__Task instructions__.
The only acceptable output is every entry, printed exactly.

(Data records)
=== Section Start ===

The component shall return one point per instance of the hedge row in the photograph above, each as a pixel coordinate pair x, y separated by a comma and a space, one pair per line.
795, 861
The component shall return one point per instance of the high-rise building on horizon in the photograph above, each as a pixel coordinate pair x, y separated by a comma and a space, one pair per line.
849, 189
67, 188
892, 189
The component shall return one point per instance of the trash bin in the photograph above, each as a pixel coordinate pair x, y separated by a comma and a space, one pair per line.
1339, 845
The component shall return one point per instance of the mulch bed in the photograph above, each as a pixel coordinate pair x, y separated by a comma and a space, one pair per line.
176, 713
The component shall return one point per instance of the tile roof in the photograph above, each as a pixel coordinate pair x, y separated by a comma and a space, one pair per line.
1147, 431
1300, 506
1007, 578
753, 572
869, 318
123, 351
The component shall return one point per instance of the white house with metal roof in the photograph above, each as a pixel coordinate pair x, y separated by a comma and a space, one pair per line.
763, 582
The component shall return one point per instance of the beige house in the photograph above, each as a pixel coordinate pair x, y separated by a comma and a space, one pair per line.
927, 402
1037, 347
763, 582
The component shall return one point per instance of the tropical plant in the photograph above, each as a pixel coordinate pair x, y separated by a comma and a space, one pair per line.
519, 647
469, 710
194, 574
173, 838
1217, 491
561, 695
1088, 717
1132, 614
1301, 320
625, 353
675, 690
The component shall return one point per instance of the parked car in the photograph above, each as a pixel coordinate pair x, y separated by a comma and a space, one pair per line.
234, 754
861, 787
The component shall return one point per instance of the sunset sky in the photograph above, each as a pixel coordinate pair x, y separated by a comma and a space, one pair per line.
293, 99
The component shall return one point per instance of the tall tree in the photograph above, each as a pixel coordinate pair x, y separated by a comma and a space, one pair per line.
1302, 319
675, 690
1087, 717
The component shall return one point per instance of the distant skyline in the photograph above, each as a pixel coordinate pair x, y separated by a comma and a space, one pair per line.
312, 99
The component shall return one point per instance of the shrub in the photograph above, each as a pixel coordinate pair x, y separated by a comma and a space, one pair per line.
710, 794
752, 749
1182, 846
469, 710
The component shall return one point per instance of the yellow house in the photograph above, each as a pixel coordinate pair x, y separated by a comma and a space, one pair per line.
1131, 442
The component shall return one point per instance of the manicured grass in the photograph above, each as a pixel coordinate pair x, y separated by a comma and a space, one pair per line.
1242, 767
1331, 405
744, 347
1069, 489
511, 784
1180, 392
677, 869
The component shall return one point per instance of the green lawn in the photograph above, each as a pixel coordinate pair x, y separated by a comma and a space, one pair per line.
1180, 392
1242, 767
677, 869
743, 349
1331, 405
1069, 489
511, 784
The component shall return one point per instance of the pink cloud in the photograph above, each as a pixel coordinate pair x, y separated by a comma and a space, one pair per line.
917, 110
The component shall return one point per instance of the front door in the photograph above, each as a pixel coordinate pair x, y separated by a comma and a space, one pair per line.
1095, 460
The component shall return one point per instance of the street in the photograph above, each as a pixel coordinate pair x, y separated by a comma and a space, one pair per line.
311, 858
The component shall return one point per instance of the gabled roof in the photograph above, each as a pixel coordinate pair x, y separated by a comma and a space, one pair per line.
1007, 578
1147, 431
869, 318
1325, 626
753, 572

=== Section End ===

__Finished exercise__.
The component shall return one point per instance of the hedge row in the photograph above, each as a pixel coordinate pair x, y separated by a comma and a space, one pair per line.
795, 861
The component shall return one point per instance of the high-rise building on horizon in the photograph above, each as a pixel coordinate pair x, y separated by a comma and a space, one pair per line.
849, 189
67, 188
892, 189
The component shall return one point per instance of the trash bin in the photograph above, each as a pixel coordinate pair x, y separated by a comma and a space, one pair per line.
1339, 845
The component shall return one point per instance of the mulch bed in the photograph above, each as a pixel coordinate pair x, y separated by a comma and a space, one pair per line.
176, 713
The component shall return one point per instance of the tile roof in the photograph above, each as a pixel coordinate pair x, y separated by a comma and a space, one pair per line.
1147, 431
1300, 506
1007, 578
753, 572
869, 318
123, 351
The component shall return one point per instance of the white house with metal roof in the photograph above, each as a pixel coordinate pair x, y separated by a comma and a space, one pair per line.
763, 582
The component shall return one point per instance of the beige house in the photograph above, each as a pixel coordinate pair x, y separated by a comma and a space, one pair per line.
927, 402
1037, 347
763, 582
The component shall return one point per instance of the tropical plant in the photograph above, each as a pixel coordinate pair x, y separated by a comma and a space, one pair per line.
519, 647
469, 710
194, 574
173, 838
1217, 491
561, 695
1088, 717
1132, 614
1301, 320
625, 353
675, 690
The component shall return one point per instance of the parked car in the photograph above, each as a pixel coordinate pair x, y separated by a comma and a space, one pair per line.
234, 754
861, 787
The component shall return one point per instance of the sunset sky in the photograph above, each as a pixel coordinate pair x, y separated by a comma and a space, one pair per line.
293, 99
The component shall return one point per instance of the tall tree in the photograph above, each as a pixel coordinate pair x, y separated by a comma and a space, one pair per line.
1302, 319
675, 690
1087, 717
The component shall return one point per instance of the distant skyline in the photograph above, each as a pixel coordinate pair x, y separated by a comma and a space, one pair per line.
312, 99
The component shall return one point per instance of the shrub in the photograph above, each as a pixel coordinate pair x, y separated by a comma and a space, one pair per line.
710, 794
752, 749
1182, 846
469, 710
The component shall return one point per instance of the yellow house in the photograph above, each as a pixel coordinate pair x, y separated by a comma and a space, one pair per line.
1131, 442
The component shall return one point per instance of the manicured grass in the photograph above, each as a pixel coordinate pair x, y separated by a comma and a space, one pair per line.
1242, 767
1331, 405
744, 347
1069, 489
511, 784
1180, 392
677, 869
The component shall return one point per instance of the green lawn in the photograph above, each as a pixel coordinate pair x, y separated by a comma and a space, one pair per line.
1180, 392
1242, 767
677, 869
743, 349
1331, 405
1069, 489
511, 784
The component shall return one point per instance of the pink cloud in the photograph above, each as a pixel coordinate pair x, y separated by a comma and a space, one pair per line.
917, 110
The component shall return one point per instance of the front door in the photograph above, each as a pixel coordinate pair x, y separated by a comma and a space, one pair per line.
1095, 460
The component shall return one point per instance of the street in the photograph above, each as a pixel coordinate pair x, y separated by a comma and a space, one pair per line.
311, 858
The component shall return one point per instance of the gabled roof in the photograph above, each as a pixel coordinate pair x, y separated by a comma and a space, one pair per line.
1007, 578
1147, 431
869, 318
1325, 626
753, 572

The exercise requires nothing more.